begin Passage to read
However, there is ONE guiding principle. Since you're looking to solve these problems by hand, and since you expect a somewhat clean answer, your goal should be to decompose whatever number $x\pi$ radians into a sum that involves targeted radian quantities that lead to simple trigonometric values. That is, you want to wind up with combinations of $\frac{1}6\pi, \frac{1}3\pi, \frac{1}{4}\pi, \frac12\pi, 1\pi$ and other common angles that you've seen on diagrams of the unit circle.


Let's talk through the example you give. To make it nicer, just keep the $\pi$ multiplied on the right of the fraction. You need to focus on the rational coefficient.

$$\sin\left(\frac{19}{12}\pi\right)$$ Your question specifically wants a difference of two numbers. In this case, we're inspired by $\frac13=\frac{4}{12}$, $\frac14=\frac{3}{12}$, and $\frac{1}{6}=\frac{2}{12}$ since the denominator is a $12$. Adding the second one to the original gives an even numerator, which might reduce nicely. We find that

$$\frac{3}{12} + \frac{19}{12} = \frac{22}{12} = \frac{11}{6}$$

which is another target unit circle angle. Rearranging this result, we have

$$\frac{19}{12} = \frac{11}{6}-\frac{1}{4}$$

so

$$\sin\left(\frac{19}{12}\pi\right) = \sin\left(\frac{11}{6}\pi-\frac{1}{4}\pi\right) = \sin\frac{11}{6}\pi\cos\frac{\pi}{4} - \cos\frac{11}{6}\pi\sin\frac{\pi}{4} $$

all of which can be related to special right triangles as found on the unit circle.
end Passage to read
begin Recorded data
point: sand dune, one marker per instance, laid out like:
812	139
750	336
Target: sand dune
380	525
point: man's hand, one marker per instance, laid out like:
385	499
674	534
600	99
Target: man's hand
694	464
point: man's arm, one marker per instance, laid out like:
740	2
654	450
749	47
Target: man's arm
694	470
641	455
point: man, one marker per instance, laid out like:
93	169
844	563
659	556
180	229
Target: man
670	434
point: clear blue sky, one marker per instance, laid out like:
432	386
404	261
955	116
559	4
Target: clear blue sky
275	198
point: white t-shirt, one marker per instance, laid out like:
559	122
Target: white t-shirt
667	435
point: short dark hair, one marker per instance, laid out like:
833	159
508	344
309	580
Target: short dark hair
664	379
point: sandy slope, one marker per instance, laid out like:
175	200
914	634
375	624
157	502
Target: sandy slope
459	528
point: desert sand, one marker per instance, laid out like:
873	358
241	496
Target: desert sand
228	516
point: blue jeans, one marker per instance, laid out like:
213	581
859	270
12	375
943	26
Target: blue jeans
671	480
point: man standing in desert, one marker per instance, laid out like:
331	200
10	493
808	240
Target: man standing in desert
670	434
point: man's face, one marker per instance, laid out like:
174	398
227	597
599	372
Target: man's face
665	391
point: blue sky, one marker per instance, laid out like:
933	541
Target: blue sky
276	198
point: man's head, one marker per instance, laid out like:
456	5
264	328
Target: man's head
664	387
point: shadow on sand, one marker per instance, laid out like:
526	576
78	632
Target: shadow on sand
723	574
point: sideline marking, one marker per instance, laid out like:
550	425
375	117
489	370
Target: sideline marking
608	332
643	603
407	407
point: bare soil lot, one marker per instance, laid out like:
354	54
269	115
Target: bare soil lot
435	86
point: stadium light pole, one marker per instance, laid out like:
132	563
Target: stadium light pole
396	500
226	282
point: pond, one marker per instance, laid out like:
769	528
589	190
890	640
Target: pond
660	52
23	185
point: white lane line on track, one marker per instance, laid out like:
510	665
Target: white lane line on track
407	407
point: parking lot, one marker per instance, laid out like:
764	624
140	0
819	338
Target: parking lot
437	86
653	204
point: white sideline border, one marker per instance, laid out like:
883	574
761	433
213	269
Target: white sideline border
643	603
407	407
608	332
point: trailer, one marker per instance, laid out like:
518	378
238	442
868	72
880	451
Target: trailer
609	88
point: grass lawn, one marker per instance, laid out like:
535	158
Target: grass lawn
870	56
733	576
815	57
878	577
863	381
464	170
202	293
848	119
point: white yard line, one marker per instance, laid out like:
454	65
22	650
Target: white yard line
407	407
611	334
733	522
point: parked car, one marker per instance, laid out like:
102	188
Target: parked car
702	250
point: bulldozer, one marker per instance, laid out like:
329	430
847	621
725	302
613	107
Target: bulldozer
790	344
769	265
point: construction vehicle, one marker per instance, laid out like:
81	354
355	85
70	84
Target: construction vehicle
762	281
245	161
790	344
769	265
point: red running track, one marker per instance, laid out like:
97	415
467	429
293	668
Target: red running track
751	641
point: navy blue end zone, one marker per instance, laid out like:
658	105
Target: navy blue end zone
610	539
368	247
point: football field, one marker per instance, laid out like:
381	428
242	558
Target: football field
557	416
end Recorded data
> Description of the task
Reproduce everything in the trigonometry explanation above, starting at "Let's talk through" and ending at "the rational coefficient.".

> Worked answer
Let's talk through the example you give. To make it nicer, just keep the $\pi$ multiplied on the right of the fraction. You need to focus on the rational coefficient.